• How to complete this task:
Copy out each entry precisely; no image belongs in the result.

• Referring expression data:
↓↓↓
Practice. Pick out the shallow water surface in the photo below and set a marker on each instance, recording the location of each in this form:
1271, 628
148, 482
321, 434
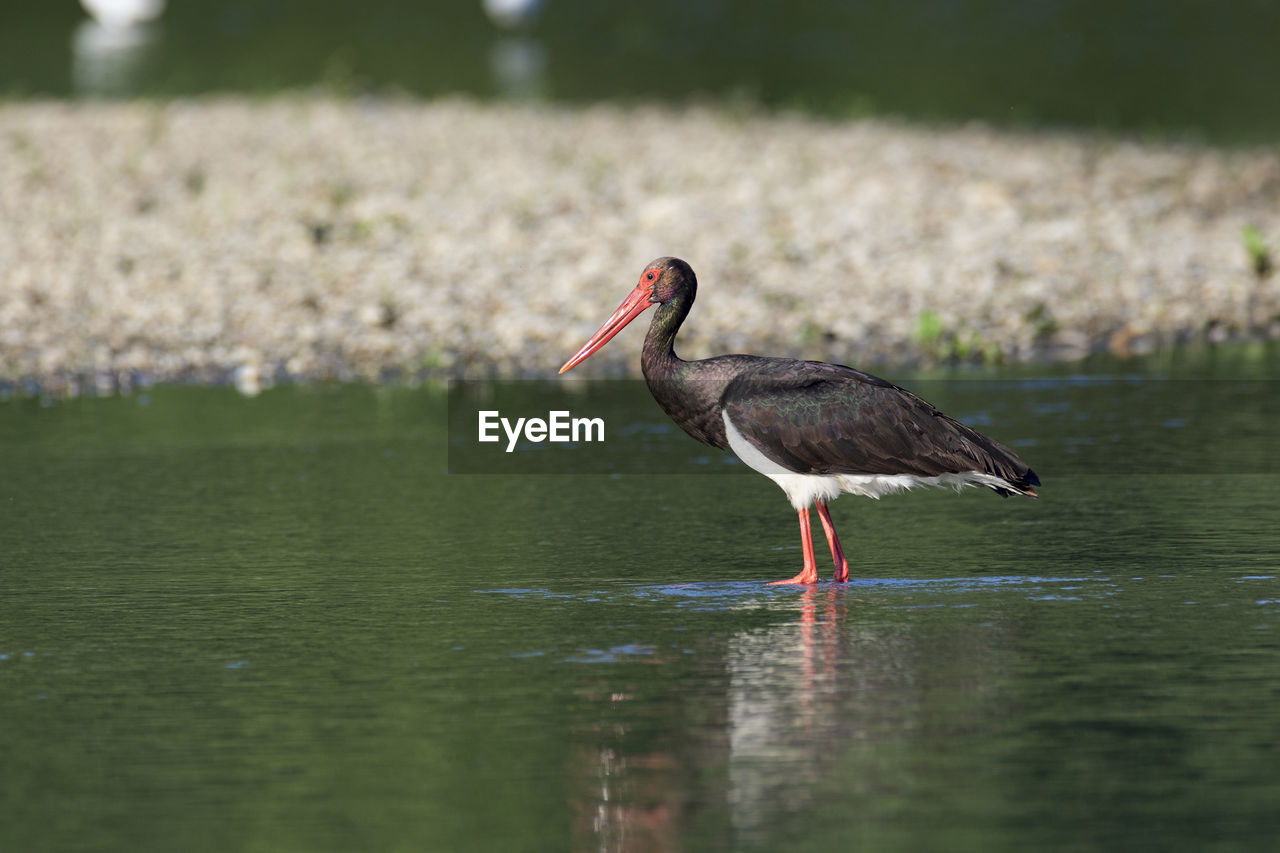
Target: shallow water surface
277, 624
↑↑↑
• Solution to this exercise:
Practice. Pick out the shallow water surface in the photo below and set a marker on each instance, recording the location of each in this form:
1271, 628
148, 482
321, 434
Target: shallow water surface
277, 624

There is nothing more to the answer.